**** Document excerpt

This study had several notable limitations. First, this investigation was a preliminary study with a relatively small number of patients, and further prospective clinical trials are required to validate our results. Secondly, one region of interest was placed on the base of the coeliac trunk instead of the gastric artery. This had no effect on the results, however, since the attenuation of the arteries was >150 HU and there is little distinction between the coeliac trunk and gastric artery at >150 HU. Finally, this study did not investigate gastric veins, but further studies are currently underway.
In conclusion, monochromatic images obtained with spectral CT can enhance the attenuation of iodine contrast media at certain energy levels. These monochromatic images can improve the visualization of gastric arteries.
Footnotes
Declaration of conflicting interest
The authors declare that there are no conflict of interests.
Funding
This research received no specific grant from any funding agency in the public, commercial or not-for-profit sectors.

********
**** Material supplied

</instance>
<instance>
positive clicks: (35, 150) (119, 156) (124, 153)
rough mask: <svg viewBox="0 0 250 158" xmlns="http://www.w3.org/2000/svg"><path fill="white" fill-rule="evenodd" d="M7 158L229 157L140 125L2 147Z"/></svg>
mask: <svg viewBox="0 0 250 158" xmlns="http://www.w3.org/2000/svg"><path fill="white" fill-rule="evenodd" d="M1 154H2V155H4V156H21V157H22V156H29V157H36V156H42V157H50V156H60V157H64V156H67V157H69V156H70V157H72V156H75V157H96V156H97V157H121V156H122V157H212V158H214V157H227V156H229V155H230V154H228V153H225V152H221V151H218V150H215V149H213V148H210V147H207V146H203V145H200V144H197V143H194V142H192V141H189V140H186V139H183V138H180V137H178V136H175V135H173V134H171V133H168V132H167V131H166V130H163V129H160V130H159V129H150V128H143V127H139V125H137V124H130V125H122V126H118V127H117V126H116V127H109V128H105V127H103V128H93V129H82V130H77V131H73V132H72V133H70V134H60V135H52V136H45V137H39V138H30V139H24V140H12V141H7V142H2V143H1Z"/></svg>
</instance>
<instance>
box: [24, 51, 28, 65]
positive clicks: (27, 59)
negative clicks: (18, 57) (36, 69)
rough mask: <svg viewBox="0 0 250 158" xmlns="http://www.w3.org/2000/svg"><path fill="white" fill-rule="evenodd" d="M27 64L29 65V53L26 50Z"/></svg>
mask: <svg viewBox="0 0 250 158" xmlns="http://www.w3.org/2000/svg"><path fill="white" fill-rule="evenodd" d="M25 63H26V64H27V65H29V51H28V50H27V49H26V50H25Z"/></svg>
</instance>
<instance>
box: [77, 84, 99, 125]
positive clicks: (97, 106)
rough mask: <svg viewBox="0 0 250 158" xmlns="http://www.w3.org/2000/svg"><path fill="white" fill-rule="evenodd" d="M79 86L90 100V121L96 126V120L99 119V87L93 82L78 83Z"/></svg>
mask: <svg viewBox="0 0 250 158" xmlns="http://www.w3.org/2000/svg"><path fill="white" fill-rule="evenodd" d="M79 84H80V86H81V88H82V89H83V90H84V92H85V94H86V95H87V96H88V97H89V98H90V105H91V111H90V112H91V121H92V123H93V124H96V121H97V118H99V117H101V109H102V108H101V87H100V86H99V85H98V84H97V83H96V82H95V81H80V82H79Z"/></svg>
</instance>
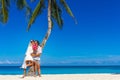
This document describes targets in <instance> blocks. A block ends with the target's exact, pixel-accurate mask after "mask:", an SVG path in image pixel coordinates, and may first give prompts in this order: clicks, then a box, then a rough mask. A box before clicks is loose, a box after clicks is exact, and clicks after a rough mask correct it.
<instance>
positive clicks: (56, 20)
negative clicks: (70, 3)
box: [27, 0, 77, 48]
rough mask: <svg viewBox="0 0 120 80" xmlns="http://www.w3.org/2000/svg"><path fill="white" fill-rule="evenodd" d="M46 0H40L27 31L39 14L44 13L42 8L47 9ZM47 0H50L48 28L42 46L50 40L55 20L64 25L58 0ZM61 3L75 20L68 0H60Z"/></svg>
mask: <svg viewBox="0 0 120 80" xmlns="http://www.w3.org/2000/svg"><path fill="white" fill-rule="evenodd" d="M45 1H46V0H39V2H38V4H37V6H36V8H35V9H34V11H33V13H32V15H31V17H30V20H29V23H28V28H27V31H28V30H29V29H30V27H31V25H32V24H33V23H34V22H35V19H36V18H37V16H38V15H39V14H41V13H42V9H45ZM47 2H48V30H47V32H46V35H45V37H44V38H43V41H42V43H41V46H42V48H43V47H44V46H45V44H46V41H47V40H48V38H49V36H50V34H51V29H52V26H53V23H54V21H56V22H57V23H58V26H59V27H60V28H62V26H63V20H62V15H61V13H62V9H61V7H60V6H59V4H58V0H47ZM59 3H60V4H61V5H62V6H63V7H64V8H65V10H66V11H67V13H68V14H69V15H70V16H71V17H72V18H74V20H75V17H74V15H73V13H72V11H71V9H70V8H69V6H68V4H67V3H66V1H65V0H59ZM75 22H76V23H77V21H76V20H75Z"/></svg>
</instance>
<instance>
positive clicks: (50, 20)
mask: <svg viewBox="0 0 120 80" xmlns="http://www.w3.org/2000/svg"><path fill="white" fill-rule="evenodd" d="M51 29H52V23H51V0H48V30H47V33H46V35H45V37H44V39H43V41H42V43H41V47H42V49H43V47H44V46H45V44H46V42H47V40H48V38H49V36H50V34H51Z"/></svg>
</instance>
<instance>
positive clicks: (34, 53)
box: [21, 40, 42, 78]
mask: <svg viewBox="0 0 120 80" xmlns="http://www.w3.org/2000/svg"><path fill="white" fill-rule="evenodd" d="M41 53H42V47H40V45H39V41H37V40H31V41H30V43H29V45H28V48H27V51H26V53H25V58H24V61H23V64H22V67H21V68H23V69H24V75H23V78H24V77H25V76H26V68H27V67H33V71H34V75H35V76H36V71H37V72H38V76H39V77H40V76H41V74H40V63H39V61H40V55H41Z"/></svg>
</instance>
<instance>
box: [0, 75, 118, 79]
mask: <svg viewBox="0 0 120 80" xmlns="http://www.w3.org/2000/svg"><path fill="white" fill-rule="evenodd" d="M21 76H22V75H0V80H119V79H120V74H56V75H55V74H54V75H53V74H48V75H42V76H41V77H25V78H21Z"/></svg>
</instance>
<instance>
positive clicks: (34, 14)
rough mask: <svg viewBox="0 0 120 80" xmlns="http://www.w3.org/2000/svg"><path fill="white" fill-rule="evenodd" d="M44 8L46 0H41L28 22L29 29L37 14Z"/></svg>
mask: <svg viewBox="0 0 120 80" xmlns="http://www.w3.org/2000/svg"><path fill="white" fill-rule="evenodd" d="M42 8H44V0H40V2H38V4H37V6H36V8H35V9H34V11H33V13H32V16H31V18H30V20H29V23H28V28H27V31H28V30H29V29H30V27H31V25H32V24H33V23H34V21H35V19H36V18H37V16H38V15H39V14H40V13H41V12H42Z"/></svg>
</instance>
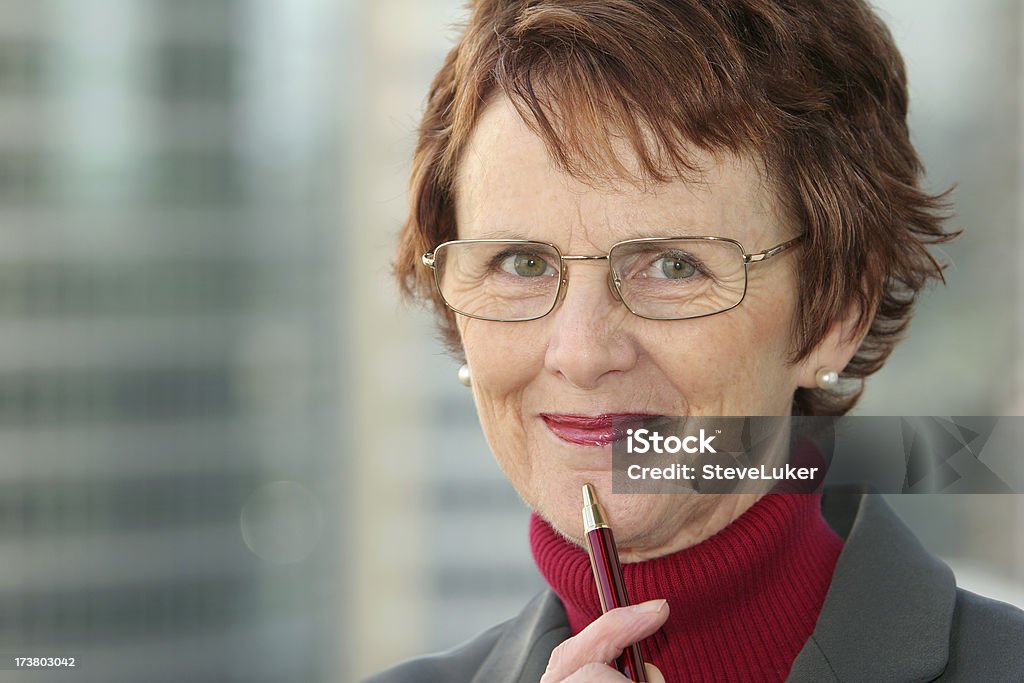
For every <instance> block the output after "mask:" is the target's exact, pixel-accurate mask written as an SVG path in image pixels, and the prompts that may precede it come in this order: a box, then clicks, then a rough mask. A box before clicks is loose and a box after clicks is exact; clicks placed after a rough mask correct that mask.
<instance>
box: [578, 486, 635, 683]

********

(Problem to solve)
Using the spectral CT study excerpt, answer these questions:
1. Where was one region of interest placed instead of on the gastric artery?
2. According to the conclusion, what can monochromatic images improve?
3. What does the excerpt state about funding for the research?

(Solved exercise)
1. On the base of the coeliac trunk.
2. The visualization of gastric arteries.
3. The research received no specific grant from any funding agency in the public, commercial or not-for-profit sectors.